- [Assignment]: Transcribe the entries below with complete accuracy, excluding the pictures.

-------- Data section

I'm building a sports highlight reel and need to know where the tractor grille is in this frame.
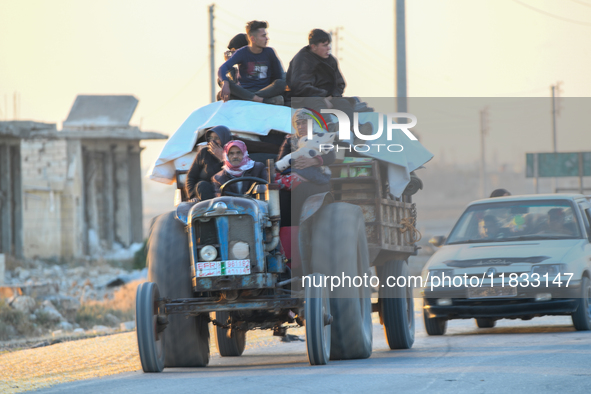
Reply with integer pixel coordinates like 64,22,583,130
195,219,218,245
228,215,257,266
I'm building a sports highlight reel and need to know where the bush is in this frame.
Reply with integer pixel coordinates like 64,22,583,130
75,304,134,330
132,239,148,271
0,300,35,340
34,310,58,330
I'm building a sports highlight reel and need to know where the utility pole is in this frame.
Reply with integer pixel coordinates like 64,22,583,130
550,82,562,192
209,4,215,103
331,26,342,61
480,107,489,199
395,0,407,113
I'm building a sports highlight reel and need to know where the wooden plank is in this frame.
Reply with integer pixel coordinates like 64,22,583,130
330,176,378,184
380,198,413,208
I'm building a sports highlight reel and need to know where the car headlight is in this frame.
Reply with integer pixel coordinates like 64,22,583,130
199,245,218,261
230,241,249,260
531,264,563,277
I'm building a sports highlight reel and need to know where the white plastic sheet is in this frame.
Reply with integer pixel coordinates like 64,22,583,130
147,102,433,197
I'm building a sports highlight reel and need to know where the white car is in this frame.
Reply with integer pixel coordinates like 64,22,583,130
422,194,591,335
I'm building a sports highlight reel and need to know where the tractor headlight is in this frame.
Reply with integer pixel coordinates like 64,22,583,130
230,241,250,260
199,245,218,261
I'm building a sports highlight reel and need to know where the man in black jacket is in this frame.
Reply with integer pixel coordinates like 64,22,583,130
286,29,354,120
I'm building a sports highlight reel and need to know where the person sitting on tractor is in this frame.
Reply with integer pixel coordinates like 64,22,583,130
185,125,233,201
275,108,335,191
286,28,371,134
216,33,249,101
212,140,268,196
218,21,286,105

----------------

- [Task solution]:
I'm building a sports highlight reel and need to know where the tractor grille is in this frame.
Reply with integer pixel coordinates like 64,22,583,130
195,219,218,245
228,215,257,266
I'm building a sports highlight reel and need to know where the bush is in this frame.
Reply with integer pixel coordinates like 64,22,583,130
75,304,134,330
132,239,148,271
0,300,35,340
34,310,58,330
I'm building a sports highlight reel and need to know where the utility pole is in this frame.
Reply with integer pixel coordinates like 64,22,583,130
550,82,562,192
209,4,215,103
331,26,342,61
480,107,489,199
395,0,407,113
I'm building a sports highlight reel and need to know where the wooden plank is in this frame.
Reply with integer pixel coordinates like 64,22,583,130
330,176,378,184
380,198,413,208
I'm building a sports highlight reel and need to know where the car headlight is in this frame.
Reply with integer pixel coordinates like 64,22,583,130
199,245,218,261
230,241,249,260
531,264,563,277
I'm building a sports highlight reel and need to know where the white plastic sheet is in this frame.
Reply with integer pixel coordinates like 64,22,583,130
147,102,433,197
I'm building a sports highlight reel and need to know where the white car is in this frame.
Reply with integer pixel coordinates like 64,22,583,130
422,194,591,335
I'm building a sports highlight reel and need to know where the tractor headlight is in this frame.
Reply with integer pixel coordinates like 64,22,583,130
230,241,250,260
199,245,218,261
I'm building a sports highlight reel and need to know where the man in black jacket is in this frame.
Reply with integer pixel coordinates like 64,22,583,130
286,29,354,120
I'm building a sports highlight reel and need to know where the person sitting on tractor is in this frame.
Reply with integer pixel coordinates like 64,22,583,130
185,125,233,201
275,108,335,191
286,28,371,134
216,33,249,101
212,140,268,196
218,21,286,105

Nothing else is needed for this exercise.